MATERIAL FOR THIS EXERCISE:
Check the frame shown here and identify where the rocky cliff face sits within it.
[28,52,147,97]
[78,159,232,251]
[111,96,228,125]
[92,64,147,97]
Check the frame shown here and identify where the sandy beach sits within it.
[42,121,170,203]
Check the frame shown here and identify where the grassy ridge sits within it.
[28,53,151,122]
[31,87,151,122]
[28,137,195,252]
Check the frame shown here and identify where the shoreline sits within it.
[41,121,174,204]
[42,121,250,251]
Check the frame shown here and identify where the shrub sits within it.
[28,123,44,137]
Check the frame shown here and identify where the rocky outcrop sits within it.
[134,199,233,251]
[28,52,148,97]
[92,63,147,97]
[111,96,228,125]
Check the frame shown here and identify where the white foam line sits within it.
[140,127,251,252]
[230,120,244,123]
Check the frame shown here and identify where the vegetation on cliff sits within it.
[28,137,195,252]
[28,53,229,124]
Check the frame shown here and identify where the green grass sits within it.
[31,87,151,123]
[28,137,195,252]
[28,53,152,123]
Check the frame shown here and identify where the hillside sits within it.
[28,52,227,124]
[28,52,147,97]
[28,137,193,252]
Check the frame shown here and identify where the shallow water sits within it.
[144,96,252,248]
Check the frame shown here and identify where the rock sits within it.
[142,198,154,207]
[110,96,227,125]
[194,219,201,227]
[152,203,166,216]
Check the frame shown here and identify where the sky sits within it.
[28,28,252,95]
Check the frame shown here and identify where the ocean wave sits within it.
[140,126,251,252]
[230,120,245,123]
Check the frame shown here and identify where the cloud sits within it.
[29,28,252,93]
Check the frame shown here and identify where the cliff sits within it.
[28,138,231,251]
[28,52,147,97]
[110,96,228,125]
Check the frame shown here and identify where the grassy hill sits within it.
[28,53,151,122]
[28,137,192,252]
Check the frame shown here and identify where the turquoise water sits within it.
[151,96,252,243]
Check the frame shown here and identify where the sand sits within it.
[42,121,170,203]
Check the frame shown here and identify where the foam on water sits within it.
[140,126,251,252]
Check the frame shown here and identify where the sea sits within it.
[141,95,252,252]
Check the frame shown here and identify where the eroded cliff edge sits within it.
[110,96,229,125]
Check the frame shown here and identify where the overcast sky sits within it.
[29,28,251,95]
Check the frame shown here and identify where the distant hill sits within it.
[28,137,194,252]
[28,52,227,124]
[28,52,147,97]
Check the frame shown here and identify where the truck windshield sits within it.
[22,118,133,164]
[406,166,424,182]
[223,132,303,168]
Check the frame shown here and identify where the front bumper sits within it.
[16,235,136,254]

EXERCISE DESCRIPTION: Render the material from the line with "Check the frame shown here and identify where the cliff" to the line with "[28,137,192,252]" as a JSON list of strings, one string per line, skipping any blank lines.

COMPLETE OUTPUT:
[
  "Check the frame shown here and identify where the cliff sits within it.",
  "[28,138,231,251]",
  "[28,52,147,97]",
  "[110,96,228,125]",
  "Check the frame shown here and identify where the grassy hill sits within it.",
  "[28,53,151,122]",
  "[28,137,192,252]"
]